This was the corruption of the political, religious and economic systems which Jesus confronted in his day when he overturned the tables of the money changers in the old Temple.

The challenge in our day is to renew our emphasis on the True Church, the Living Stones, the New Spiritual Temple, The Body of Christ. The people of this world value the physical stones, but the Lord values the living stones. As the Apostle Peter writes, they are chosen by God and “precious to him.”

Question for thought and discussion: Do you agree that the people of this world place more value on worldly structures and institutions than people? Do you see this happening even with the Church? How do we get back to the right emphases?

Express your thoughts and comments here!

How important is community to a relationship with God?

The Stone and The Stones

The Apostle Peter wrote a letter to all the churches in Asia Minor where he told their members,“You are precious stones!” Hear that! Peter called the people of God “precious stones”.

== Directive A ==
What did Jesus overturn in the old Temple, according to the living stones passage?
== Directive B ==
Rewrite the living stones passage starting with "This was the" and going on through "to the right emphases?", substituting "stone buildings" for "physical stones".

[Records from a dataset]

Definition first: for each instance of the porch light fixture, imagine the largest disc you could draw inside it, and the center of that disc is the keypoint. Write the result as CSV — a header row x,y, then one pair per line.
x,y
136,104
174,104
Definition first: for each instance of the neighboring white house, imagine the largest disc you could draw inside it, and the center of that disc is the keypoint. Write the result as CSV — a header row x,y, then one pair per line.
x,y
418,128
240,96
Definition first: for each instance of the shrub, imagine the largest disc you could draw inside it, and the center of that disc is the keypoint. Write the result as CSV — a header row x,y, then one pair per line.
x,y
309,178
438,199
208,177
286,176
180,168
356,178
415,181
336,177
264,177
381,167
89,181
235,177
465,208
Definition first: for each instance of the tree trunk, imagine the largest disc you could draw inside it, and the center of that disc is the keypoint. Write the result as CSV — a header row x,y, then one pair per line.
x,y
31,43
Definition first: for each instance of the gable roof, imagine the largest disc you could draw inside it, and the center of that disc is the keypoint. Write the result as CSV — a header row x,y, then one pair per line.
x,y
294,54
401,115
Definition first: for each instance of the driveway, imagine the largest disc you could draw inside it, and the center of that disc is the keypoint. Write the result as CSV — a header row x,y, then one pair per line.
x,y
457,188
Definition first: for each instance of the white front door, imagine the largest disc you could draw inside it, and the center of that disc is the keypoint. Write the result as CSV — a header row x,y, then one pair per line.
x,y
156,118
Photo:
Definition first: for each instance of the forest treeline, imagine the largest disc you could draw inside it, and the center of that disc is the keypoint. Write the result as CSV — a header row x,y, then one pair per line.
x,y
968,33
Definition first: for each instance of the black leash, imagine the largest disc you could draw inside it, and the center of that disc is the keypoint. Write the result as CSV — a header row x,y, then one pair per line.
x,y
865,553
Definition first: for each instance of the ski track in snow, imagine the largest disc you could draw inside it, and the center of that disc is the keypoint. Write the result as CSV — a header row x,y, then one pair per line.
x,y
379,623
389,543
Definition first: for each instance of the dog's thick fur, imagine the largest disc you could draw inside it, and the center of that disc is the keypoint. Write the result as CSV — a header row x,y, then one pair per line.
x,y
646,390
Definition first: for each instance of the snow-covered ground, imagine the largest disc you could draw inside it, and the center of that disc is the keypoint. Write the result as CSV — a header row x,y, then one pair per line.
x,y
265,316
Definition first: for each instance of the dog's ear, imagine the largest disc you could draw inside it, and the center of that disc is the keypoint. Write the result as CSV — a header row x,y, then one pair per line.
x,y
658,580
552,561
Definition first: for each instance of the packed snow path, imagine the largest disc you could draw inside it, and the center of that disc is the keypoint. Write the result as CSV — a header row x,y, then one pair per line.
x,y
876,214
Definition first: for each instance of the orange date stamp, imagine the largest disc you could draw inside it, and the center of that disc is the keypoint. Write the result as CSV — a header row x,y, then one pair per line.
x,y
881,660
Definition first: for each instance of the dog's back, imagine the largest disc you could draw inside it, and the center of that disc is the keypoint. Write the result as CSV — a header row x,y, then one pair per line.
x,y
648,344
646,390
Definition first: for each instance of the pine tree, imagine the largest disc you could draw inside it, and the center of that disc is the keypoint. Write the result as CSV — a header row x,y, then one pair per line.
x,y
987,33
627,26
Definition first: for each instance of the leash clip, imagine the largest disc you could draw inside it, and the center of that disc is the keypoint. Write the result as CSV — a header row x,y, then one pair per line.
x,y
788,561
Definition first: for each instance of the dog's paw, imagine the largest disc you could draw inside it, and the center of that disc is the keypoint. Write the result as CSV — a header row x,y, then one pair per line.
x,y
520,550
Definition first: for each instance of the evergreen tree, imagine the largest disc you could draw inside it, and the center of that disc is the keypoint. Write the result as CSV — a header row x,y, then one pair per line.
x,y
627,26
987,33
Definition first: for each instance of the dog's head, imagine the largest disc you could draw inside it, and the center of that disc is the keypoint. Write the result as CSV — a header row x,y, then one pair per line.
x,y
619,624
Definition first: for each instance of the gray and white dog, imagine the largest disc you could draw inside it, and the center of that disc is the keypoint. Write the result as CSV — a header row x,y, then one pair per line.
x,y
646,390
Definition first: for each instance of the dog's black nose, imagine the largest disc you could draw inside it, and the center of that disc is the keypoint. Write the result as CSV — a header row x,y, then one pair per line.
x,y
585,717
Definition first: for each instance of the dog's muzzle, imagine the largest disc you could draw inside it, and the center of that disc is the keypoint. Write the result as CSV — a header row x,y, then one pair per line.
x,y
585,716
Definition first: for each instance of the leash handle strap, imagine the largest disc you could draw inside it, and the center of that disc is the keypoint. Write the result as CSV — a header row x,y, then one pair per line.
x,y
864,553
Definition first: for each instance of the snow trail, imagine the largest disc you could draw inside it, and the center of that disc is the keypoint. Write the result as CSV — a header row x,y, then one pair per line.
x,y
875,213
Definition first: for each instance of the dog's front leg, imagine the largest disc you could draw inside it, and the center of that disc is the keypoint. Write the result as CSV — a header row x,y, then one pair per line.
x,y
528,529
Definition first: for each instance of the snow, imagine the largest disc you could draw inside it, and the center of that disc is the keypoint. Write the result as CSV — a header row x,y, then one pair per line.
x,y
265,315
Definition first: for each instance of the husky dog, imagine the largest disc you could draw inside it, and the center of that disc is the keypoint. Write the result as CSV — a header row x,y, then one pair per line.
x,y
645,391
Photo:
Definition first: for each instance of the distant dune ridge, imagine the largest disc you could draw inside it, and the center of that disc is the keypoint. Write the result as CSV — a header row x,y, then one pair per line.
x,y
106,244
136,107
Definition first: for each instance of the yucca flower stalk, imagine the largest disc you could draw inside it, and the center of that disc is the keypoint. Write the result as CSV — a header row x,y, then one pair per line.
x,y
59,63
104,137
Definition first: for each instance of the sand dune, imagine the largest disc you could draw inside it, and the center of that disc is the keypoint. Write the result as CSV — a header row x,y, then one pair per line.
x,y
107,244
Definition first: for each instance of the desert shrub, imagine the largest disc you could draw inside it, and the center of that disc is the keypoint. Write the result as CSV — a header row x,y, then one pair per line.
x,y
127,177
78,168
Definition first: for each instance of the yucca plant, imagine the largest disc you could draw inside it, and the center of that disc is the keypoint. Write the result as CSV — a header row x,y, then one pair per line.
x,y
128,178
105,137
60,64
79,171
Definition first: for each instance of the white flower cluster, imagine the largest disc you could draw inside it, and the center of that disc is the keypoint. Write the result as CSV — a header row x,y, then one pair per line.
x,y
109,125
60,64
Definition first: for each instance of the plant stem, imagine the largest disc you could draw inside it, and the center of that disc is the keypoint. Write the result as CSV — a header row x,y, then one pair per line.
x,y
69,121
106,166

== Complete answer A ==
He overturned the tables of the money changers.

== Complete answer B ==
This was the corruption of the political, religious and economic systems which Jesus confronted in his day when he overturned the tables of the money changers in the old Temple.

The challenge in our day is to renew our emphasis on the True Church, the Living Stones, the New Spiritual Temple, The Body of Christ. The people of this world value the stone buildings, but the Lord values the living stones. As the Apostle Peter writes, they are chosen by God and “precious to him.”

Question for thought and discussion: Do you agree that the people of this world place more value on worldly structures and institutions than people? Do you see this happening even with the Church? How do we get back to the right emphases?